**DESCRIPTION OF THE TASK**
Return the line containing "[locate] shrub along" and all lines after it exactly; stop at the end of the material.

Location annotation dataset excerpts

____

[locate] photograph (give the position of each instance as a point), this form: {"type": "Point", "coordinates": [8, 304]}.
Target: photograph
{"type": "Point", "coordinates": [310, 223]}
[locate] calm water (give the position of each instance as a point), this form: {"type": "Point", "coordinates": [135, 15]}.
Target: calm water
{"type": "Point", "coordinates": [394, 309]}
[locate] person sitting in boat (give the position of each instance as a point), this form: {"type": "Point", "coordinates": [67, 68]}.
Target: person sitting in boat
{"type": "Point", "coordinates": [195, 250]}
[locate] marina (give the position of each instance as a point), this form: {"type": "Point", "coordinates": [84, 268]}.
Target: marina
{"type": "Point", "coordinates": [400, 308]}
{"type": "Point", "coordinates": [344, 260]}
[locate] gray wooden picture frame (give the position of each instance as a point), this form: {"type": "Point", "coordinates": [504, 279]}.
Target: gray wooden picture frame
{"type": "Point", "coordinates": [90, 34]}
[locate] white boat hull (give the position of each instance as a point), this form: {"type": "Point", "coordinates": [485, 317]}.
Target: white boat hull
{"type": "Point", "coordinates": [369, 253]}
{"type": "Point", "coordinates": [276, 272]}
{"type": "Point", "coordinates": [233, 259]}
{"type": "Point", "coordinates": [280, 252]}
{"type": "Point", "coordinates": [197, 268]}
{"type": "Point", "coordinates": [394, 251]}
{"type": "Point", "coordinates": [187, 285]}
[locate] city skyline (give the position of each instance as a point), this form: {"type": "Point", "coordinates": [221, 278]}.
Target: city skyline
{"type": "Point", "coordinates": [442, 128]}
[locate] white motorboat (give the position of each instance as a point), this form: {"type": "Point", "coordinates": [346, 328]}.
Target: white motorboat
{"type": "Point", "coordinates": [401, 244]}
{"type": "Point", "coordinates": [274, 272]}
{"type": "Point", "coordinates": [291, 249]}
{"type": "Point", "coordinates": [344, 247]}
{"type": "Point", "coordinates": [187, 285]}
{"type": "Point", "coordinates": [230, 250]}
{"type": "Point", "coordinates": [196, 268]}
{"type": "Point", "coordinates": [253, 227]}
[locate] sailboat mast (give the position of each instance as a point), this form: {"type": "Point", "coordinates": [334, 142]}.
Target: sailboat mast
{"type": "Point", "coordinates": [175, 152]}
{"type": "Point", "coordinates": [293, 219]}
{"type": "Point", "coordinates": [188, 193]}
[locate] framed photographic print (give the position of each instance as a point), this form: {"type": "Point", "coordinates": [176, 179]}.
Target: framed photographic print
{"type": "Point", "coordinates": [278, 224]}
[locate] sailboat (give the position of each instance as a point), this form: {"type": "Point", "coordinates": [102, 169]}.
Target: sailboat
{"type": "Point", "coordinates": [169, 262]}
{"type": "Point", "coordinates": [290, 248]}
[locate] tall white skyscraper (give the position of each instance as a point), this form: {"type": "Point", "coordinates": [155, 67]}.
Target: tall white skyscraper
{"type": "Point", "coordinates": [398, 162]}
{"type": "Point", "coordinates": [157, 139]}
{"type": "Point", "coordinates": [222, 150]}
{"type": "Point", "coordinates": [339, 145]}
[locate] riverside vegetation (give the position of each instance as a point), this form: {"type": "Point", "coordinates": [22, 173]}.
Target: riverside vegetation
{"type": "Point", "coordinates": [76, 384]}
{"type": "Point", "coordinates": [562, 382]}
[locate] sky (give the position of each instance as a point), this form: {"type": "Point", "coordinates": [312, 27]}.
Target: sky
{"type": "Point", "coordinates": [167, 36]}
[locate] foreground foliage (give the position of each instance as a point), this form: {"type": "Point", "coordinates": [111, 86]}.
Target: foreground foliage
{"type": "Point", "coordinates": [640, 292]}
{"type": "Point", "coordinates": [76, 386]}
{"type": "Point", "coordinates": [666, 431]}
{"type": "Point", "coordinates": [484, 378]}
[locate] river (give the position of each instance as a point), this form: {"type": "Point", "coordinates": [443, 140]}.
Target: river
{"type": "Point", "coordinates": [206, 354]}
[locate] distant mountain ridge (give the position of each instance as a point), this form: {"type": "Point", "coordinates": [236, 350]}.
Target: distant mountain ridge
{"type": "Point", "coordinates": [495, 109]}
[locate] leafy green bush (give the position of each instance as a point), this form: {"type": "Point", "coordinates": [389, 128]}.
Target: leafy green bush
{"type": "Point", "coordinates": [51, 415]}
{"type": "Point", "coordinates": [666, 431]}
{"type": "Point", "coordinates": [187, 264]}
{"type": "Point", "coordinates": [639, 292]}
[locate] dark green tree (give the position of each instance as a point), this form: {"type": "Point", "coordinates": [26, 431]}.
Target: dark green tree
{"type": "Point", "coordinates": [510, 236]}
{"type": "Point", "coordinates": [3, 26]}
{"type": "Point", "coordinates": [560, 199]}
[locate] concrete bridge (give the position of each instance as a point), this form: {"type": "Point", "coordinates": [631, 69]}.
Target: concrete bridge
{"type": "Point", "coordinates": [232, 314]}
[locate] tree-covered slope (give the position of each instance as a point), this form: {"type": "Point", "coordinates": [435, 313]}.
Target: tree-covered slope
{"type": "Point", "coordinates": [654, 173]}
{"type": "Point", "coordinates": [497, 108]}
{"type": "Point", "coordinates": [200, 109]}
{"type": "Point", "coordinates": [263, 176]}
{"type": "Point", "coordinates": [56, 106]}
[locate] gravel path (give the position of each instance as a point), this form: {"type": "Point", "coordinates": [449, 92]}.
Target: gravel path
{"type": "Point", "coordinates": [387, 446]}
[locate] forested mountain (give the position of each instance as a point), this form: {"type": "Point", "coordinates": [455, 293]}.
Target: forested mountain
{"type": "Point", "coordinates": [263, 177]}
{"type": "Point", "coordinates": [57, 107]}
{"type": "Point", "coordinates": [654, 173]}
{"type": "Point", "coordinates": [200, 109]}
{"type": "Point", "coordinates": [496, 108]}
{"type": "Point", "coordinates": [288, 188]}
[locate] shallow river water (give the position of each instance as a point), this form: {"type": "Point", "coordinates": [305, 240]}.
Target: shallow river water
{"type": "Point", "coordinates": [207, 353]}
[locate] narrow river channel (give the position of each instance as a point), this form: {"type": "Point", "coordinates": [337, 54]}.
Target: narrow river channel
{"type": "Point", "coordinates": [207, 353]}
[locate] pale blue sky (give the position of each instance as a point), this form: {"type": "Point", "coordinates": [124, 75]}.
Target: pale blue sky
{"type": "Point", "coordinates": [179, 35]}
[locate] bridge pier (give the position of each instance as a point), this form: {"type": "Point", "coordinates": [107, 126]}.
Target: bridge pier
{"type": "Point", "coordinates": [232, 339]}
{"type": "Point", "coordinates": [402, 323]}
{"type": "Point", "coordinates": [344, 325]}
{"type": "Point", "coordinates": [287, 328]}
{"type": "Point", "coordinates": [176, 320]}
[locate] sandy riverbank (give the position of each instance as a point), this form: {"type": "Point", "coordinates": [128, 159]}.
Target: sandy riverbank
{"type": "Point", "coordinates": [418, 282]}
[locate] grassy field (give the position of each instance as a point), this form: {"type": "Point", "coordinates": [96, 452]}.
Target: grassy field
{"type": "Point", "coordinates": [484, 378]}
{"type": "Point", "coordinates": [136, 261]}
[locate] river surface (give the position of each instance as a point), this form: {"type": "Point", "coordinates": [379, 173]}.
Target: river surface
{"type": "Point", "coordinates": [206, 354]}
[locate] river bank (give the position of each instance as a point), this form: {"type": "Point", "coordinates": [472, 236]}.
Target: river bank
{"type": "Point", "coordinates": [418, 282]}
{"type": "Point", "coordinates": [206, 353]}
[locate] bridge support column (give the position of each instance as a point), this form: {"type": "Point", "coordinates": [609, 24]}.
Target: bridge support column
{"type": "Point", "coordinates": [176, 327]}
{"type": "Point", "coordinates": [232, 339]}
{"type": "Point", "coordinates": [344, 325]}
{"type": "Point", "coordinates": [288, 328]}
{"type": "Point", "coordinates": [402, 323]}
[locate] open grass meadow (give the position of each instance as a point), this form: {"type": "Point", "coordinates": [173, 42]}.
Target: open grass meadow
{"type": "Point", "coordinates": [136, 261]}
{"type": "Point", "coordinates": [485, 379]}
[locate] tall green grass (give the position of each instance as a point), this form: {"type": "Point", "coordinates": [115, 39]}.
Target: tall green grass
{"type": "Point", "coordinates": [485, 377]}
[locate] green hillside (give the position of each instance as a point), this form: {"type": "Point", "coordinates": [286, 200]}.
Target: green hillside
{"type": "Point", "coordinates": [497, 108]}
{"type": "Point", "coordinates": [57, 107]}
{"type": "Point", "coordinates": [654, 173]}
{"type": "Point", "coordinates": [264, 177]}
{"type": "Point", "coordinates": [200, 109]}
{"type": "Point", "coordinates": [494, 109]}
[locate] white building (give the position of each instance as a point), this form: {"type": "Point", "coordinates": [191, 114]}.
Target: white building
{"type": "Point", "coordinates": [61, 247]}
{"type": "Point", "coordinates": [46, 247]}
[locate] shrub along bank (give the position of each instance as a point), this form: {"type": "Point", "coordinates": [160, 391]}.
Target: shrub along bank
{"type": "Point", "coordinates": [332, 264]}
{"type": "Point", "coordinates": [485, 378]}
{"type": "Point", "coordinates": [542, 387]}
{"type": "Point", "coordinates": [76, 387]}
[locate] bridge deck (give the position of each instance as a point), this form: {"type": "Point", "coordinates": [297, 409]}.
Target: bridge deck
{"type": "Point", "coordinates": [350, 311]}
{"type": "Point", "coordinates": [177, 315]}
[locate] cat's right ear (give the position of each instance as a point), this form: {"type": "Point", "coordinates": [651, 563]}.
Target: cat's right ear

____

**SOLUTION TO THE PROBLEM**
[locate] shrub along bank (give the position of each instance as a point), this form: {"type": "Point", "coordinates": [160, 391]}.
Target: shrub along bank
{"type": "Point", "coordinates": [332, 264]}
{"type": "Point", "coordinates": [485, 378]}
{"type": "Point", "coordinates": [542, 387]}
{"type": "Point", "coordinates": [76, 387]}
[locate] bridge deck (give the position of each instance as a point), this form: {"type": "Point", "coordinates": [297, 409]}.
Target: bridge deck
{"type": "Point", "coordinates": [350, 311]}
{"type": "Point", "coordinates": [177, 315]}
[locate] cat's right ear (give the position of each instance as a point), this form: {"type": "Point", "coordinates": [651, 563]}.
Target: cat's right ear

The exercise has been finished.